### Text shown
________________________________________
Figure 1: Processing-in-Memory (PIM) system organization, showing DIMMs populated with multiple DRAM Processing Units (DPUs) integrated with DRAM dies.
Hierarchical structures like R-trees, which are standard in spatial query processing, present unique challenges for PIM due to their inherently irregular access patterns, multi-level pointer traversals, and output-sensitive nature. Adapting these data structures to the constraints and strengths of the UPMEM architecture is non-trivial, as typical approaches (e.g., pointer-based traversals) are infeasible.
R-tree Algorithms and Bulk-Loading
The R-tree is a height-balanced hierarchical index organizing objects using Minimum Bounding Rectangles (MBRs), with leaf nodes storing data MBRs and internal nodes containing MBRs encapsulating their children. Bulk-loading, particularly the Sort-Tile-Recursive (STR) method, packs R-trees to ensure low overlap and efficient spatial partitioning—properties critical for parallel search.
The paper adopts an STR bulk-load variant with explicit control over node fanout and tree depth to fit the architecture constraints and maximize parallel execution.
Figure 2: Three-level STR R-tree layout, illustrating hierarchical structure and partitioning across DPUs.
________________________________________
### Given data
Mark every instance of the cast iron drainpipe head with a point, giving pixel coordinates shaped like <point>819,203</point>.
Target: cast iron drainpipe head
________________________________________
### Exercises to complete
- a) Answer these questions using the PIM R-tree text.
(i) According to Figure 1, what are the DIMMs populated with?
(ii) In an R-tree, what do leaf nodes store?
(iii) Which bulk-loading method does the text single out by name?
- b) Write the next part of the PIM R-tree text, picking up right after its final figure caption.

### The replies
- a)
(i) Multiple DRAM Processing Units (DPUs) integrated with DRAM dies.
(ii) Data MBRs (Minimum Bounding Rectangles).
(iii) The Sort-Tile-Recursive (STR) method.

- b)
Executing R-tree Range Queries on PIM
Three approaches are explored:
- Multi-threaded CPU Baseline: Standard parallel R-tree querying using POSIX threads, exploiting host DRAM and multi-core CPUs for direct comparison.
- Subtree-Based PIM Baseline: The R-tree is constructed with a custom top-down approach, with the root fanout explicitly set to the number of DPUs; each DPU receives a disjoint subtree and processes queries locally, but at the cost of substantial host-to-DPU communication.
- Broadcast PIM R-tree (Proposed): The R-tree is built bottom-up with STR bulk-loading on the CPU, serialized in breadth-first order, and split into two stages: upper-level headers (root and level-1) are compacted and broadcast to all DPUs, while the leaf nodes are partitioned and distributed across DPUs. Batched queries are then processed in parallel using per-DPU tasklets, with global pruning using upper-level MBRs followed by MRAM leaf scans.
Figure 3: Workflow for broadcast PIM R-tree range query processing with combined CPU orchestration and DPU parallel execution.
Algorithmic Enhancements
- Two-phase Filtering: Phase 1 performs upper-level pruning using local WRAM-resident metadata, limiting the candidate set of subtrees per query to a small constant and dramatically reducing unnecessary memory accesses. Phase 2 performs local leaf node scanning for final overlap checks.
- Breadth-First Serialization: Tailored serialization enables highly efficient bulk broadcasting of metadata and contiguous leaf distribution, optimizing for UPMEM hardware's memory and communication constraints.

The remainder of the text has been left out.